Detection annotation data
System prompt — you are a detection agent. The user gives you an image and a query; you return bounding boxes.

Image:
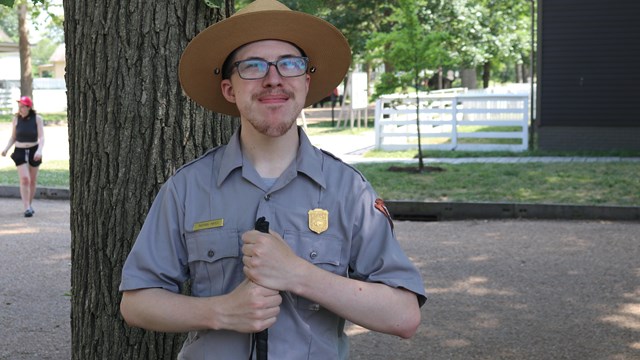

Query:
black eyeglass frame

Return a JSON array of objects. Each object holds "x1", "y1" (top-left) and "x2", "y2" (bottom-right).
[{"x1": 233, "y1": 56, "x2": 309, "y2": 80}]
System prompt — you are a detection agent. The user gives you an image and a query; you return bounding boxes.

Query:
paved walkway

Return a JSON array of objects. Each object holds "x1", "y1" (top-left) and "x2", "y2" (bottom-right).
[{"x1": 0, "y1": 198, "x2": 640, "y2": 360}]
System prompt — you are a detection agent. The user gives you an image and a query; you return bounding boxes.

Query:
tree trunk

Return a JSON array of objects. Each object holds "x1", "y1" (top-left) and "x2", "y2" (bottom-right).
[
  {"x1": 460, "y1": 68, "x2": 478, "y2": 89},
  {"x1": 63, "y1": 0, "x2": 239, "y2": 360},
  {"x1": 18, "y1": 4, "x2": 33, "y2": 98}
]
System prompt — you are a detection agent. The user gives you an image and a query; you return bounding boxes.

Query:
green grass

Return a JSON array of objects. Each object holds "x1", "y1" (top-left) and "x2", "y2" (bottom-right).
[
  {"x1": 356, "y1": 162, "x2": 640, "y2": 206},
  {"x1": 0, "y1": 121, "x2": 640, "y2": 206},
  {"x1": 0, "y1": 161, "x2": 640, "y2": 206},
  {"x1": 0, "y1": 160, "x2": 69, "y2": 188}
]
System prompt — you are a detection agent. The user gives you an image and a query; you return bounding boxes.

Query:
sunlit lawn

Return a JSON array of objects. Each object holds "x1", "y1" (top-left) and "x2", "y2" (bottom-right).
[{"x1": 0, "y1": 121, "x2": 640, "y2": 206}]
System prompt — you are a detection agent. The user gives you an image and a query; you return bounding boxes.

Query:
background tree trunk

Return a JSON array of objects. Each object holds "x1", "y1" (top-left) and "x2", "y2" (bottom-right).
[
  {"x1": 460, "y1": 68, "x2": 478, "y2": 89},
  {"x1": 482, "y1": 61, "x2": 491, "y2": 89},
  {"x1": 63, "y1": 0, "x2": 239, "y2": 360},
  {"x1": 18, "y1": 3, "x2": 33, "y2": 99}
]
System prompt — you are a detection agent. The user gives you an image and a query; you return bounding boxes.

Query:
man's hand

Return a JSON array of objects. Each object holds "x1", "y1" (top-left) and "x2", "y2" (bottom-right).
[
  {"x1": 242, "y1": 230, "x2": 308, "y2": 291},
  {"x1": 217, "y1": 279, "x2": 282, "y2": 333}
]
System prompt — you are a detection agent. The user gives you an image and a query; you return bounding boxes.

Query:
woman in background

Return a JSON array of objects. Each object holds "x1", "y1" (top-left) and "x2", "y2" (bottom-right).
[{"x1": 2, "y1": 96, "x2": 44, "y2": 217}]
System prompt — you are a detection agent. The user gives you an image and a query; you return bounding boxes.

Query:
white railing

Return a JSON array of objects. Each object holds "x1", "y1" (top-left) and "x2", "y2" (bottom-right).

TASK GOAL:
Copy out each line of the data above that contains the string "background". Case matters.

WORKED ANSWER:
background tree trunk
woman in background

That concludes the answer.